(Dataset rows)
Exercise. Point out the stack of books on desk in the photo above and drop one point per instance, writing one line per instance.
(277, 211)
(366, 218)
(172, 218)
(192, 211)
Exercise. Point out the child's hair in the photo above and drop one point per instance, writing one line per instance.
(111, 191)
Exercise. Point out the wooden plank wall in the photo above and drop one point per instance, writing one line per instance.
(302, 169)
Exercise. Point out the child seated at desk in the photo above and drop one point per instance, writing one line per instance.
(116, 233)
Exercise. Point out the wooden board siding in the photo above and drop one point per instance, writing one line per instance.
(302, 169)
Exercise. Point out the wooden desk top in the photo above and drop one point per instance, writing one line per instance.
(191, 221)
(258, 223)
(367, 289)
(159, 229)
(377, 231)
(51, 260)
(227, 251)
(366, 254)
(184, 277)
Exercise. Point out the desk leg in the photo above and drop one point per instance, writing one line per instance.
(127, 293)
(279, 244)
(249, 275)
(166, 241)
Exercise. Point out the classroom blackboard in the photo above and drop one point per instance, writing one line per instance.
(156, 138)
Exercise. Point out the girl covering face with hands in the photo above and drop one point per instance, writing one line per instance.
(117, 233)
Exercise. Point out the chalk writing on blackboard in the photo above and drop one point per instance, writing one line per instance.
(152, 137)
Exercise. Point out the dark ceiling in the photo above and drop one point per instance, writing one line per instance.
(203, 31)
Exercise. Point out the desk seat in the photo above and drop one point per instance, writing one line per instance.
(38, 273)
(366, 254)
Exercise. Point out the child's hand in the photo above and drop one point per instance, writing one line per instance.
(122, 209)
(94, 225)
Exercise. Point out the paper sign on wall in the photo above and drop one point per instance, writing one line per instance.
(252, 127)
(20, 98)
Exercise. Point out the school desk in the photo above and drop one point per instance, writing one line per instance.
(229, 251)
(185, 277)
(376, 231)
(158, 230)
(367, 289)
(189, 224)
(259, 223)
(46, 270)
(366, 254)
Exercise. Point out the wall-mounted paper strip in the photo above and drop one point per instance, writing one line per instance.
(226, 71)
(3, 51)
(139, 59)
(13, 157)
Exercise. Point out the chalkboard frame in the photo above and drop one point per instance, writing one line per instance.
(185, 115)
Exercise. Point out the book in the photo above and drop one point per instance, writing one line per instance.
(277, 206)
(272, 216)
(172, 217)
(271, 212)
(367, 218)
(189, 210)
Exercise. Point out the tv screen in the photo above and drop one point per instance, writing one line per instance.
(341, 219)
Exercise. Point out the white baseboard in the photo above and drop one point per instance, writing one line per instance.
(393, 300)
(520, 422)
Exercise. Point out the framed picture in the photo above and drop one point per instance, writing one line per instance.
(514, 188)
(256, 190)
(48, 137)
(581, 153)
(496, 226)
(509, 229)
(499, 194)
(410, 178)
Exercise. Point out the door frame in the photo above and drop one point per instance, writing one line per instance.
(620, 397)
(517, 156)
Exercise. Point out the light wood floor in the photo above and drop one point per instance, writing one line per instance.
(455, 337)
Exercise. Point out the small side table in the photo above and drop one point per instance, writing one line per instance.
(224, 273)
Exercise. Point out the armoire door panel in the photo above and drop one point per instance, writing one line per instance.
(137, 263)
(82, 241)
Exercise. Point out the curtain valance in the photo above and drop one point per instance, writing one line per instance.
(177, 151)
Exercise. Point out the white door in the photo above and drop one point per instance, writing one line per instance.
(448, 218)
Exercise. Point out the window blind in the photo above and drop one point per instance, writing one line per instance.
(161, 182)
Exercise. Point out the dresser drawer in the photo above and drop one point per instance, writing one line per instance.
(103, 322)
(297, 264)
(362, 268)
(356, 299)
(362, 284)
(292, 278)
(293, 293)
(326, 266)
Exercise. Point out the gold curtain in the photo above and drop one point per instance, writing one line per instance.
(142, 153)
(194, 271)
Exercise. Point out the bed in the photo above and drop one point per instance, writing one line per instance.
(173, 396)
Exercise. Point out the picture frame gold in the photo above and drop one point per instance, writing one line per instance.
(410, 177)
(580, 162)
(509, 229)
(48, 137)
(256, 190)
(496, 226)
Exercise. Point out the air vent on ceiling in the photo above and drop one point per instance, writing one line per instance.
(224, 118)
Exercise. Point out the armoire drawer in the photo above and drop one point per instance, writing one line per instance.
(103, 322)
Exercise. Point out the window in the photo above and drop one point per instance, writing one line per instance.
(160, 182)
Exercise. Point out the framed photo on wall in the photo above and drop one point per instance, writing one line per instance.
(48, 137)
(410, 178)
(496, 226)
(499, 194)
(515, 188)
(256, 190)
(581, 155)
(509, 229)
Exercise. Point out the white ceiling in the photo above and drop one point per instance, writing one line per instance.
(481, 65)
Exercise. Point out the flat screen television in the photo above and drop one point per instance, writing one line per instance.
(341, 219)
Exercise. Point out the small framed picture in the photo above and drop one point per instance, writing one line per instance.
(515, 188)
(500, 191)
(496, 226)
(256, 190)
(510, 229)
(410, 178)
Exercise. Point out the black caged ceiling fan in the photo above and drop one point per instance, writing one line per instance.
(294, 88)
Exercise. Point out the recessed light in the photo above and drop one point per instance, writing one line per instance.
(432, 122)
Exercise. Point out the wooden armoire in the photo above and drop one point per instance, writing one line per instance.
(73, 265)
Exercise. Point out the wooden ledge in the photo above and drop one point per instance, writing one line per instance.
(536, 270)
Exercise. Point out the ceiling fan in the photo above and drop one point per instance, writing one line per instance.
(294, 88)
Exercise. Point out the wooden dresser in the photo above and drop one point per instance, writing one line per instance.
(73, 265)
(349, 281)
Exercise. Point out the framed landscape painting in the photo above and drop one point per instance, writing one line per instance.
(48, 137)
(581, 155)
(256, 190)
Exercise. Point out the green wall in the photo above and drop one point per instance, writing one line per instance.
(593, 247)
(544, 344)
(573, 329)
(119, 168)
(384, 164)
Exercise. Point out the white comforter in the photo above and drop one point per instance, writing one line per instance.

▶ _GIVEN TASK_:
Please rewrite the material with "drop one point" changed to "place a single point" everywhere it occurs, leaving everything else unchanged.

▶ _ANSWER FOR THIS EXERCISE_:
Exercise. Point out the stack of books on desk in the photo above and place a single point per instance, writing one line per instance.
(277, 211)
(366, 218)
(172, 218)
(192, 211)
Exercise. Point out the child's hair in the photo above and place a single point per instance, writing one line per instance.
(111, 191)
Exercise. Point out the wooden plank wall in the photo above and place a single point per instance, writing one line per instance.
(302, 169)
Exercise. Point out the child seated at desk in the photo above and place a single point per instance, writing one line per instance.
(116, 233)
Exercise. Point out the wooden board siding in the photo above and place a single point per instance, writing one line per instance.
(302, 169)
Exercise. Point out the wooden desk top in the photo above and place a single point per instance, writing one line per instance.
(191, 221)
(258, 223)
(367, 289)
(159, 229)
(377, 231)
(51, 260)
(227, 251)
(366, 254)
(184, 277)
Exercise. Point out the desk leg in the photo above and place a single point per instance, writing one line per instance.
(127, 293)
(279, 244)
(249, 275)
(166, 241)
Exercise. Point out the classroom blackboard in the photo above and place a single point per instance, writing one line per instance.
(156, 138)
Exercise. Point out the girl covering face with hands in the photo above and place a single point per instance, writing one line per instance.
(117, 233)
Exercise. Point out the chalk writing on blackboard in the photo above and place a single point per instance, writing one line per instance.
(152, 137)
Exercise. Point out the dark ceiling in the photo above and place a single point per instance, writing one line per instance.
(203, 31)
Exercise. Point out the desk seat in the photo above and place a single point per instance, writing one line per instance.
(38, 273)
(366, 254)
Exercise. Point out the child's hand in the photo above and place a single point per instance, writing one line per instance.
(122, 209)
(94, 225)
Exercise. Point out the paper sign on wall in the photo above and place a single point per instance, writing one line per instance.
(252, 127)
(20, 98)
Exercise. Point out the school desk in the photo above and place a single point per instance, writing one line per instance.
(229, 251)
(185, 277)
(376, 231)
(158, 230)
(367, 289)
(189, 224)
(259, 223)
(46, 270)
(366, 254)
Exercise. Point out the wall-mounted paper strip in the photo above and place a single point per instance, writing one line per instance.
(226, 71)
(3, 51)
(139, 59)
(13, 157)
Exercise. Point out the chalkboard frame in the photo above and place a single point per instance, writing one line per instance.
(185, 115)
Exercise. Point out the book in the photo above and place a single point per instance, writing one line per instance.
(277, 206)
(272, 216)
(172, 217)
(271, 212)
(367, 218)
(189, 210)
Exercise. Point out the tv screen in the photo above and place a single point per instance, writing one line per instance.
(341, 219)
Exercise. Point out the white baseboard in the photo above and place a single point per instance, writing one line per instance.
(393, 300)
(520, 422)
Exercise. Point out the framed picture in the photo above and place a single point per instance, writing one line per instance.
(514, 188)
(256, 190)
(48, 137)
(581, 153)
(496, 226)
(509, 229)
(499, 194)
(410, 178)
Exercise. Point out the door frame in the photo above and place a single point per instance, writing one line per instance.
(620, 397)
(517, 156)
Exercise. Point out the light wood floor in the photo above and place a single point per instance, writing one line per instance.
(455, 337)
Exercise. Point out the small side table in the photo above and place a single point per instance, writing one line per instance.
(224, 273)
Exercise. Point out the armoire door panel in the photo above and place a single point per instance, writing one line per instance.
(137, 263)
(82, 241)
Exercise. Point out the curtain valance in the photo above and place a single point per instance, writing one line per instance.
(177, 151)
Exercise. Point out the white door in the photo above and place a single point per instance, writing one line per instance.
(448, 218)
Exercise. Point out the window blind in the photo above and place a single point per instance, writing one line per instance.
(161, 182)
Exercise. Point out the dresser drawer in the photo above and place a single point per instance, writing one line per instance.
(103, 322)
(297, 264)
(362, 268)
(356, 299)
(362, 284)
(292, 278)
(293, 293)
(326, 266)
Exercise. Point out the gold curtain in the photo above and place a single point per instance, writing one line per instance.
(142, 153)
(194, 271)
Exercise. Point out the bed in the photo above and place a single point per instance, writing one line per instance.
(173, 396)
Exercise. Point out the picture frame gold in the photo above and place a single point per instance, writing one line per instance.
(410, 177)
(580, 162)
(509, 229)
(48, 137)
(256, 190)
(496, 226)
Exercise. Point out the air vent on ceiling in the photo above and place a single point per instance, writing one line per instance.
(224, 118)
Exercise. Point out the armoire drawer in the photo above and place a single point per instance, writing one line per instance.
(103, 322)
Exercise. Point out the window in the photo above and place a single point per instance, writing one line per instance.
(160, 182)
Exercise. Point out the framed photo on wall in the photo above and place a single point per instance, writing one line per instance.
(48, 137)
(410, 178)
(496, 226)
(499, 194)
(515, 188)
(256, 190)
(581, 155)
(509, 229)
Exercise. Point out the white ceiling in the photo above and place a single point per instance, writing one line per instance.
(481, 65)
Exercise. Point out the flat screen television in the photo above and place a single point per instance, writing one line per instance.
(341, 219)
Exercise. Point out the small framed picture in the photo above and place a single point per instance, writing one line per instance.
(515, 188)
(500, 191)
(496, 226)
(256, 190)
(510, 229)
(410, 178)
Exercise. Point out the black caged ceiling fan in the photo above and place a single point per instance, writing one line per instance.
(294, 88)
Exercise. Point out the recessed light in the photo above and place a single point per instance, writing one line per instance.
(432, 122)
Exercise. Point out the wooden armoire in the photo above and place a single point per instance, writing one line per instance.
(73, 265)
Exercise. Point out the wooden ledge in the photo above and place a single point per instance, writing one line per instance.
(536, 270)
Exercise. Point out the ceiling fan in the photo above and place a single point per instance, writing one line per instance.
(294, 88)
Exercise. Point out the wooden dresser in the photo above and place a single point per instance, writing one line per instance.
(73, 265)
(349, 281)
Exercise. Point out the framed landscape painting in the photo above and place a single point per instance, writing one line per instance.
(48, 137)
(581, 155)
(256, 190)
Exercise. Point out the green wall in the photo above and place a single point per instance, writing one line per instance.
(593, 247)
(544, 344)
(573, 329)
(119, 168)
(384, 164)
Exercise. Point out the white comforter in the photo above and place a single point per instance, writing one line per instance.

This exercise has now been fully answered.